Instruction
Copy the stretch of the records from the line containing "Hello! I'd appreciate your help detecting the grey" through the end of the records in full, adding 141 to every bounding-box coordinate in the answer. Keep all other lines unchanged, including the numbers in the format sample.

== == ==

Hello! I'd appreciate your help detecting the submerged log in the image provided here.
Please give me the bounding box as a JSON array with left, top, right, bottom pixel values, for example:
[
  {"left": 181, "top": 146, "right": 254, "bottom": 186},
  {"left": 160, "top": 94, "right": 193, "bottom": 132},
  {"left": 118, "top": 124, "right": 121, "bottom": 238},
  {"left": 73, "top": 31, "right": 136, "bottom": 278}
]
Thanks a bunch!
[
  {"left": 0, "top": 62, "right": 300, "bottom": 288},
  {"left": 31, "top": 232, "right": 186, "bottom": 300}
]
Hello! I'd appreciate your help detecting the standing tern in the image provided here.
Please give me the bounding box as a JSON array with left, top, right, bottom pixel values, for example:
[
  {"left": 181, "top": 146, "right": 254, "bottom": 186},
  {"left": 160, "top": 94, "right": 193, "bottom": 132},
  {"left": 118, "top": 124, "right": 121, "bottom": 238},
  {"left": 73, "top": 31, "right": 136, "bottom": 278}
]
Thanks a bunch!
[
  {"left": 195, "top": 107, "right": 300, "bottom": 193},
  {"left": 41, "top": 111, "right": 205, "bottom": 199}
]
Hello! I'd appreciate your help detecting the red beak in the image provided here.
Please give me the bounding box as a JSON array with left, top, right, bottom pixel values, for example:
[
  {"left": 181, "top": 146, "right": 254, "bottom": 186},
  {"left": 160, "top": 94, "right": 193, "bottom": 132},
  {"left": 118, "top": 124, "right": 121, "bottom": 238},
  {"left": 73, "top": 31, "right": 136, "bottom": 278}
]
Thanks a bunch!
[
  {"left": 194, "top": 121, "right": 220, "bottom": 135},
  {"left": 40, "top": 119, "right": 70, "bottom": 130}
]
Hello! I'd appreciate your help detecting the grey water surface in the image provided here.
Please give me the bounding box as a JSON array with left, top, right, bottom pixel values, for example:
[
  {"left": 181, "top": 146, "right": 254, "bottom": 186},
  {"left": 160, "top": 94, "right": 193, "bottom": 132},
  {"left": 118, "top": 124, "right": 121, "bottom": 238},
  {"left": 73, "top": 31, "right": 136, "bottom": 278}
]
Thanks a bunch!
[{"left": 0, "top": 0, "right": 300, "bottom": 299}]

== == ==

Problem solution
Hello! I'd appreciate your help detecting the grey water surface in the image provided here.
Please give me the bounding box as a JSON array with left, top, right, bottom pixel values, for example:
[
  {"left": 181, "top": 146, "right": 254, "bottom": 186},
  {"left": 160, "top": 94, "right": 193, "bottom": 132},
  {"left": 118, "top": 124, "right": 121, "bottom": 238},
  {"left": 73, "top": 31, "right": 136, "bottom": 278}
]
Thanks a bunch!
[{"left": 141, "top": 141, "right": 441, "bottom": 440}]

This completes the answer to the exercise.